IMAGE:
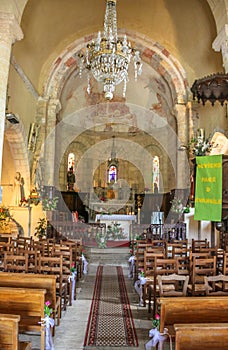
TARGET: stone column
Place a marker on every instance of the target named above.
(182, 170)
(221, 44)
(10, 31)
(53, 108)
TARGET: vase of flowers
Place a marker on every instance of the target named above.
(50, 203)
(199, 146)
(41, 228)
(177, 208)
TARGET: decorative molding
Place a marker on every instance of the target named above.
(25, 79)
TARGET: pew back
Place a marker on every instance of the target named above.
(28, 303)
(184, 310)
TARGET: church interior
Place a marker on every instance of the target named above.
(109, 110)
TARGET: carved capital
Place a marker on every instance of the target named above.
(10, 30)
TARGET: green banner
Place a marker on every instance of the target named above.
(208, 192)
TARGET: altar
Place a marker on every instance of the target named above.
(118, 227)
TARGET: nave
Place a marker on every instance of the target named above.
(71, 332)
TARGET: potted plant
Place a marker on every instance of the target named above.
(41, 228)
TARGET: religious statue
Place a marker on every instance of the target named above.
(219, 144)
(18, 187)
(70, 179)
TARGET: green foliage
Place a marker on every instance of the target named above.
(50, 203)
(47, 310)
(41, 228)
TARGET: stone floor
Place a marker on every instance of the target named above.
(71, 332)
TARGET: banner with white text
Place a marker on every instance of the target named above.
(208, 193)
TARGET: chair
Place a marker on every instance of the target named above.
(180, 283)
(216, 285)
(54, 266)
(67, 255)
(162, 266)
(15, 263)
(197, 244)
(201, 267)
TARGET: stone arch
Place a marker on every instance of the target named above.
(15, 135)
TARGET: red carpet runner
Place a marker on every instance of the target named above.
(110, 321)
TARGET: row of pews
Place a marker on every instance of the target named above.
(193, 315)
(32, 273)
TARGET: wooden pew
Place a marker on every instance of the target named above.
(9, 340)
(28, 303)
(207, 336)
(37, 281)
(186, 310)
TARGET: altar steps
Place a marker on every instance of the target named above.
(115, 256)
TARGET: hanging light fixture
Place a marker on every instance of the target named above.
(108, 57)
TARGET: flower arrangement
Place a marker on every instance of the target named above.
(41, 228)
(101, 240)
(47, 310)
(50, 203)
(141, 273)
(200, 147)
(114, 231)
(4, 212)
(73, 268)
(177, 206)
(156, 321)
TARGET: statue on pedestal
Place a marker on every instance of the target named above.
(70, 179)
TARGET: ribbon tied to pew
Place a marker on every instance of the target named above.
(48, 323)
(72, 278)
(131, 261)
(138, 288)
(157, 338)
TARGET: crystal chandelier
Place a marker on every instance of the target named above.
(108, 57)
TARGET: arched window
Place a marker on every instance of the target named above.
(112, 173)
(71, 161)
(155, 176)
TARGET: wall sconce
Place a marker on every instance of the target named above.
(211, 88)
(11, 117)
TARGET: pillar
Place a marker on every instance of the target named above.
(182, 169)
(221, 44)
(53, 107)
(10, 31)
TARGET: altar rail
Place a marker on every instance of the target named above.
(75, 230)
(168, 232)
(88, 231)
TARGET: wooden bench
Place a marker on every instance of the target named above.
(207, 336)
(9, 340)
(37, 281)
(185, 310)
(28, 303)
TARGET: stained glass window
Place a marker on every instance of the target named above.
(71, 161)
(112, 173)
(156, 171)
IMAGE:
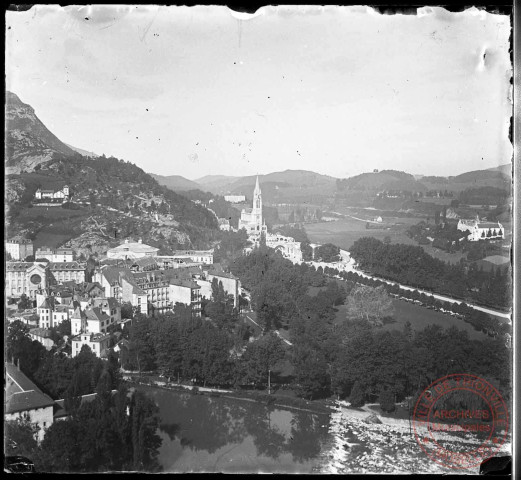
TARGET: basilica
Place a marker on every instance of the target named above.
(251, 218)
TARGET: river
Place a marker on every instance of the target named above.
(215, 434)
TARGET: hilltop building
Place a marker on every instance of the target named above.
(235, 198)
(224, 224)
(481, 230)
(251, 218)
(19, 248)
(53, 196)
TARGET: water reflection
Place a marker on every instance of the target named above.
(202, 433)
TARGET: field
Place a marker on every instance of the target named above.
(420, 317)
(49, 239)
(346, 231)
(51, 213)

__Exercise aim__.
Give back all entries exactly. No pictures belong in the copy.

__Reply to the exercise__.
IMAGE:
TARGET: stone column
Place a marker on every instance of the target named above.
(182, 170)
(221, 44)
(10, 31)
(53, 108)
TARGET: vase of flowers
Place a marker on every instance of the target named above.
(50, 203)
(199, 146)
(41, 228)
(177, 208)
TARGET: decorative molding
Place a marker on every instance of the target named above.
(25, 79)
TARGET: pew back
Place a marker on every instance of the target named above.
(28, 303)
(184, 310)
TARGET: church interior
Place a marker on every instance of the target named above.
(109, 110)
TARGET: carved capital
Place a marker on every instance of the target named above.
(10, 30)
TARGET: green banner
Place a marker on every instance of the target named above.
(208, 192)
TARGET: altar
Place a marker on every instance of the target named above.
(118, 227)
TARGET: nave
Place a marker on every instance of the target named above.
(71, 332)
TARGET: potted plant
Place a marker on every instance of the target named above.
(41, 228)
TARGET: religious statue
Place a marker on every instance of the target named above.
(219, 144)
(18, 187)
(70, 179)
TARGET: green foliage
Place a marker on every instance of the target named above.
(50, 203)
(47, 310)
(41, 228)
TARGET: stone floor
Place a marker on every instance of the target named above.
(71, 332)
TARGET: banner with white text
Place a marker on every instance of the target named above.
(208, 193)
TARGET: chair
Place a marker on every instance of the target named above.
(180, 283)
(216, 285)
(54, 266)
(67, 255)
(162, 266)
(15, 263)
(197, 244)
(201, 267)
TARGET: stone arch
Place a marker on every instance of the target named above.
(15, 135)
TARGET: red carpet runner
Place a marker on every instance of the target named above.
(110, 321)
TARGET: row of pews
Place a marker on every instance of the target named above.
(193, 315)
(32, 273)
TARGET: wooden pew
Place a marker on every instance of the target named above.
(9, 340)
(28, 303)
(207, 336)
(37, 281)
(186, 310)
TARGET: altar steps
Place a marker on every instance of the target named above.
(115, 256)
TARGET: hanging light fixture
Place a marker on every instance of the target named above.
(108, 57)
TARGET: flower arrangement
Place a marker on every instance of the target named above.
(41, 228)
(101, 240)
(47, 310)
(50, 203)
(141, 273)
(200, 147)
(114, 231)
(4, 212)
(73, 268)
(177, 206)
(156, 321)
TARGET: statue on pedestal
Place a marker on every instance of the target named above.
(70, 179)
TARGET: ribbon tied to pew
Place a marker on every instance of the target named above.
(48, 323)
(72, 278)
(131, 261)
(138, 288)
(157, 338)
TARGET: crystal chandelier
Place a marker on every instance of the target named above.
(108, 57)
TARGET: arched window
Place a marker on every instance of the target named above.
(112, 173)
(71, 161)
(155, 176)
TARGET: wall sconce
Place a marker on every instance of the target named above.
(211, 88)
(11, 117)
TARGET: pillar
Place a marker on every instance of the target named above.
(182, 169)
(221, 44)
(53, 107)
(10, 31)
TARGET: altar rail
Place a marker on every instance of the target named above.
(75, 230)
(168, 232)
(88, 231)
TARGET: wooden bench
Place a marker on every instance of the target named above.
(207, 336)
(9, 340)
(37, 281)
(185, 310)
(28, 303)
TARGET: stained glass window
Place a marker on every instance of the target named above.
(71, 161)
(112, 173)
(156, 171)
IMAGE:
TARGET: basilica
Place a marker on every instance of the target named above.
(251, 218)
TARGET: river
Place a marker on every instance of the target named above.
(215, 434)
TARGET: hilltop building
Place a marker on every instance of the target named above.
(235, 198)
(224, 224)
(481, 230)
(251, 218)
(19, 248)
(53, 196)
TARGET: water reflection
Place a marker on every instance of the target named above.
(202, 433)
TARGET: field
Place a marker on every instance of the target named above.
(420, 317)
(49, 239)
(346, 231)
(51, 213)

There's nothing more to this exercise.